### Problem details:
Every entry below should be printed exactly.

Records contained in a dataset
----

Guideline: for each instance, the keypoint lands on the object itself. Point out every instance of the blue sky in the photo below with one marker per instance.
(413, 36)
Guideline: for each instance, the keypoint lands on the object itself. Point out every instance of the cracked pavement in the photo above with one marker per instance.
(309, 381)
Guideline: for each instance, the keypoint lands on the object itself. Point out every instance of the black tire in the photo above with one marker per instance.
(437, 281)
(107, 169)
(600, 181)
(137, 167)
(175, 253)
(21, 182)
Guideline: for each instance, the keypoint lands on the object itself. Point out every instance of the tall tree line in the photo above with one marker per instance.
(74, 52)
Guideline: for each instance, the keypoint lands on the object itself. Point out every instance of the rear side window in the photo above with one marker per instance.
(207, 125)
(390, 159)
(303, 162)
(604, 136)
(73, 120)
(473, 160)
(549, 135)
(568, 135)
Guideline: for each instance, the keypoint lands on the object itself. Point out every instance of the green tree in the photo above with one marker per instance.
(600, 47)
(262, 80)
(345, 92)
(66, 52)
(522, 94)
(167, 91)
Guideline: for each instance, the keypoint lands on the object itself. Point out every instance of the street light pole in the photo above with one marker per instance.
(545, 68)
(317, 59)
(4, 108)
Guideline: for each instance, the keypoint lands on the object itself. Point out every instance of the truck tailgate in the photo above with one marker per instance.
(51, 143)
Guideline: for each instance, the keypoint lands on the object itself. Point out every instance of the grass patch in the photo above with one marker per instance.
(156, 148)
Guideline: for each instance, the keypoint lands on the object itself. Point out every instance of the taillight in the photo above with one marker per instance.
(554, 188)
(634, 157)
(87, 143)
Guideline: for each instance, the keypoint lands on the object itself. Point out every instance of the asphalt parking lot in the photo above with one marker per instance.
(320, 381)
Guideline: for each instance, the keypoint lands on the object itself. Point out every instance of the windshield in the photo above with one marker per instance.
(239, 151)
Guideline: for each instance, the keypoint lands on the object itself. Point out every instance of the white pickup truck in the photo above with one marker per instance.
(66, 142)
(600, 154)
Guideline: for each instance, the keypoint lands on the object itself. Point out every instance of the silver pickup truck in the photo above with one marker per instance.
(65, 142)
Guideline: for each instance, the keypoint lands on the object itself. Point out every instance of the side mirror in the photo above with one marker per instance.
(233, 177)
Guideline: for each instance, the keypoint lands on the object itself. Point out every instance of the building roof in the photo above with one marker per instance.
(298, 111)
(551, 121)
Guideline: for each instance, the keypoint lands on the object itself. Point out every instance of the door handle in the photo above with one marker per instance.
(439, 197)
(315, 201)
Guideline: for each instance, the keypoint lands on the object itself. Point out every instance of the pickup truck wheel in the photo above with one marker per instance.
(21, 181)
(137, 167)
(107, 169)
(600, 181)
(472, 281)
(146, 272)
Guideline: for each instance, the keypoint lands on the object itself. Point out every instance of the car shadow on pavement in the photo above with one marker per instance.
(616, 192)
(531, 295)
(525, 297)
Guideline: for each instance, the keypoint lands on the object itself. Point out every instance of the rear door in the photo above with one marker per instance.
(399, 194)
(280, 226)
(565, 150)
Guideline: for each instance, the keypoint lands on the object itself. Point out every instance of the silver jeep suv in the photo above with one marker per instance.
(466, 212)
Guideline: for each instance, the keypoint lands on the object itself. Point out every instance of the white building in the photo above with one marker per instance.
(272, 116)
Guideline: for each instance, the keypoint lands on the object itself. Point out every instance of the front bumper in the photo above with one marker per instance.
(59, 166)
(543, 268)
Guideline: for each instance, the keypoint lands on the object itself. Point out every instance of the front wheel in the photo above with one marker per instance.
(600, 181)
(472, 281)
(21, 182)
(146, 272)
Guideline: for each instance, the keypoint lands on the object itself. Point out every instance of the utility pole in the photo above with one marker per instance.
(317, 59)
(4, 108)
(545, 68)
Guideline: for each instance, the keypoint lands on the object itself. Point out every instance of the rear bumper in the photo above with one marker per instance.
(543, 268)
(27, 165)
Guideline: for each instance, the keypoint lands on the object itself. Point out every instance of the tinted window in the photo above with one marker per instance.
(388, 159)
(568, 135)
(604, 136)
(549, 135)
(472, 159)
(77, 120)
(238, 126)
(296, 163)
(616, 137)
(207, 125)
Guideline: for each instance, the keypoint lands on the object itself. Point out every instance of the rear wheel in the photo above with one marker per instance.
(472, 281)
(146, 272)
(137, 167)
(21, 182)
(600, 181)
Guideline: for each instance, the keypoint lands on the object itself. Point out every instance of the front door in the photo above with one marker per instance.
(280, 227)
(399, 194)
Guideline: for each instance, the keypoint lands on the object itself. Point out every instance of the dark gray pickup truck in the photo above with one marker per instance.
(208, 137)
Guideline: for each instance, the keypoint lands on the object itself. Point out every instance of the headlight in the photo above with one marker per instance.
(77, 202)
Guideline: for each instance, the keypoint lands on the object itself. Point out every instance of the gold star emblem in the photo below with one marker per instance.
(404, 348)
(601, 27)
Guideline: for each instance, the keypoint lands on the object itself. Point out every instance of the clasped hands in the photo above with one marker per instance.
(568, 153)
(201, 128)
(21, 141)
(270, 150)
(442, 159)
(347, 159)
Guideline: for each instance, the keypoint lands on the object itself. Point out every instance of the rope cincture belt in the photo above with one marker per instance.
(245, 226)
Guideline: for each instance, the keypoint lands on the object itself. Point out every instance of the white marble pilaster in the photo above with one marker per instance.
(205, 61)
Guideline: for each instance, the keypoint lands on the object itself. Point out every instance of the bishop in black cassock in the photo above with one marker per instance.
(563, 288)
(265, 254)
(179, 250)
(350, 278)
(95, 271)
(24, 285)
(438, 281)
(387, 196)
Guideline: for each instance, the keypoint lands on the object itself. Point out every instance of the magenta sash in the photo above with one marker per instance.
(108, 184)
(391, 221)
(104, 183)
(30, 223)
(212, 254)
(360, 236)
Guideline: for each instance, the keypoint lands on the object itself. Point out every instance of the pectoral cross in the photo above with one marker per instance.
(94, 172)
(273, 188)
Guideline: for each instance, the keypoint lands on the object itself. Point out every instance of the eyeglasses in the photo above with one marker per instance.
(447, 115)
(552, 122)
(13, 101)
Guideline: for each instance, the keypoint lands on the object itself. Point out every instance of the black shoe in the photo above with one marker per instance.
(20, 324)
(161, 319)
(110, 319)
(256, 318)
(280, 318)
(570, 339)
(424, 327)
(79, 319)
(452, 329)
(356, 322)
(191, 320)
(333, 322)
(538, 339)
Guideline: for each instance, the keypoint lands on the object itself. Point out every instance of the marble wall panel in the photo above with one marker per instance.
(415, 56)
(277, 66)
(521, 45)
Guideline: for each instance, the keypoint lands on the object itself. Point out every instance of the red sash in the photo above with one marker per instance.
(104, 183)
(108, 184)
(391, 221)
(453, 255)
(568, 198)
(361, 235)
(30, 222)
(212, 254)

----

### Worked solution:
Guideline: for each instance, the keypoint lands on the object itself. Point out every instance of the blue sky in the photo below with one marker per instance.
(413, 36)
Guideline: for each instance, the keypoint lands on the object itself. Point out every instance of the cracked pavement in the photo above with one marker per instance.
(309, 381)
Guideline: for each instance, the keypoint lands on the object itself. Point out every instance of the black tire in the photo above with one marker per instance.
(437, 281)
(107, 169)
(600, 181)
(137, 167)
(175, 253)
(21, 182)
Guideline: for each instance, the keypoint lands on the object itself. Point out every instance of the tall tree line in the photo above with one marker per instance.
(74, 52)
Guideline: for each instance, the keypoint lands on the object itself. Point out every instance of the rear side window in the photo above with one marker per instance.
(207, 125)
(390, 159)
(303, 162)
(604, 136)
(73, 120)
(473, 160)
(549, 135)
(568, 135)
Guideline: for each instance, the keypoint lands on the object itself. Point out every instance of the green tree in the photo above with one marker per instance.
(600, 47)
(262, 80)
(345, 92)
(66, 52)
(522, 94)
(167, 91)
Guideline: for each instance, the keypoint lands on the object itself. Point out every instance of the street light pole in the photo above with one marker per instance.
(545, 68)
(317, 59)
(4, 108)
Guideline: for each instance, the keypoint lands on the object itself. Point out every instance of the truck tailgate in the photo above with one marker per instance.
(51, 143)
Guideline: for each instance, the keypoint lands on the object itself. Point out every instance of the grass patch in the photo above with one marker per instance.
(156, 148)
Guideline: for each instance, the keypoint lands on the object itself. Point out every instance of the taillight in the photo above with one marker per instance.
(554, 188)
(634, 157)
(87, 143)
Guideline: for each instance, the keypoint lands on the object itself. Point out every instance of the asphalt parking lot in the photo above with one marker per instance.
(320, 381)
Guideline: for each instance, the keypoint lands on the object itself. Point out every instance of the windshield in the photo above with one marker per instance.
(239, 151)
Guideline: for each instance, the keypoint lands on the object itself. Point out every instance of the white pickup truck in the photo above with one marker per instance.
(66, 142)
(600, 154)
Guideline: for each instance, the keypoint lands on the object itself. Point out every instance of the silver pickup truck in the photo above with one marker per instance.
(65, 142)
Guideline: for each instance, the keypoint lands on the object itself. Point out every instance of the side mirror in the photo above with one marker per instance.
(233, 177)
Guideline: for each instance, the keypoint lands on the object itself. Point out every instance of the building roof in the photo above with one marker per instance.
(298, 111)
(551, 121)
Guideline: for each instance, the keypoint lands on the object itself. Point out every instance of the door handle in the photo above with one marker per instance.
(439, 197)
(315, 201)
Guideline: for each instance, the keypoint lands on the object itself. Point out every instance of the pickup truck wheel in the photo above with one marker per instance.
(21, 181)
(137, 167)
(107, 169)
(600, 181)
(472, 281)
(146, 272)
Guideline: for each instance, the keypoint lands on the object itself. Point out every instance of the car shadow on pavement in the photo above with one marker per instance.
(616, 192)
(531, 295)
(525, 297)
Guideline: for each instance, the keypoint lands on the object itself. Point out every instance of the rear door in the photo above with one marker per instance.
(399, 194)
(280, 226)
(565, 150)
Guideline: for each instance, the keypoint lands on the object itself. Point out every instance of the silver jeep suv in the photo above with one marker per instance.
(466, 212)
Guideline: for each instance, the keypoint lands on the object itself. Point out every instance of the white building in the photo above with one marker per instance.
(272, 116)
Guideline: for each instance, the keypoint lands on the object itself. Point out every instance of the front bumper in the photo above with one marker per instance.
(59, 166)
(543, 268)
Guideline: for each instance, the keypoint lands on the object itself. Point out every instance of the front wheel in the photo above with one marker per instance.
(600, 181)
(472, 281)
(21, 182)
(146, 272)
Guideline: for each instance, the keypoint lands on the object itself. Point out every instance of the utility pole in the photo above with one marker per instance.
(317, 59)
(4, 108)
(545, 68)
Guideline: for each instance, the keypoint lands on the object itself. Point out every instance of the rear bumper in the photo above with one marker per instance.
(543, 268)
(27, 165)
Guideline: for each instance, the keypoint lands on the object itself. Point out every instance of the tinted window in the photo above with one marker per instance.
(388, 159)
(568, 135)
(604, 136)
(549, 135)
(472, 159)
(77, 120)
(238, 126)
(296, 163)
(616, 137)
(207, 125)
Guideline: for each instance, the keypoint lands on the object itself. Point out every instance of the rear wheel in the photo above with one marker per instance.
(472, 281)
(146, 272)
(137, 167)
(21, 182)
(600, 181)
Guideline: for each instance, the keypoint lands on the object itself. Point out every instance of the front door in the photo above with one marker per instance.
(280, 227)
(399, 194)
Guideline: for each instance, the keypoint lands on the object itself. Point out every instance of the dark gray pickup truck in the photo above with one marker per instance.
(208, 137)
Guideline: for each instance, the keypoint lands on the object itself. Point out every instance of the headlight in the photo above with one marker per instance.
(77, 202)
Guideline: for each instance, the keypoint lands on the object itself. Point out every instance of the gold star emblem in the photo below with one marker per instance.
(404, 348)
(601, 27)
Guideline: for each instance, the keypoint lands on the object itself. Point out every instance of the clasped hands in the photo above with one marker per instance.
(568, 153)
(201, 128)
(21, 141)
(270, 150)
(442, 159)
(347, 159)
Guideline: for each instance, the keypoint lands on the object itself. Point out every instance of the rope cincture belt in the photo above with one marker per instance.
(245, 226)
Guideline: for each instance, the keypoint lands on the object itself. Point out every instance of the white marble pilaster in the photo above with one marker per instance.
(205, 61)
Guideline: for each instance, the keypoint lands on the object itself. Point out every instance of the bishop in black cassock in the photo above with one marker per instance.
(563, 288)
(265, 254)
(179, 250)
(350, 278)
(95, 271)
(24, 285)
(438, 281)
(387, 196)
Guideline: for each instance, the keypoint lands on the object itself. Point out every instance of the magenta sash in the photo above with one marker per instance.
(108, 184)
(391, 221)
(104, 183)
(30, 223)
(212, 254)
(360, 236)
Guideline: for each instance, the keypoint lands on the object itself. Point out every instance of the pectoral cross in the photo above with one marker per instance.
(94, 172)
(273, 188)
Guideline: for each instance, the keypoint lands on the object itself. Point out every instance of the eyeglasses in the photo above with one marker per instance.
(447, 115)
(552, 122)
(13, 101)
Guideline: for each instance, the keypoint lands on the object itself. Point out every instance of the black shoe in the photo above with one marker per instance.
(20, 324)
(161, 319)
(110, 319)
(256, 318)
(280, 318)
(570, 339)
(424, 327)
(79, 319)
(452, 329)
(356, 322)
(191, 320)
(333, 322)
(538, 339)
Guideline: for each instance, the keypoint lands on the object itself. Point out every instance of the marble wall panel in the photo above with one marker per instance.
(415, 56)
(277, 66)
(521, 45)
Guideline: for each instance, the keypoint lands on the object itself. Point out every instance of the red sash in the photo above with one marker per instance.
(104, 183)
(108, 184)
(391, 221)
(453, 255)
(568, 198)
(361, 235)
(30, 222)
(212, 254)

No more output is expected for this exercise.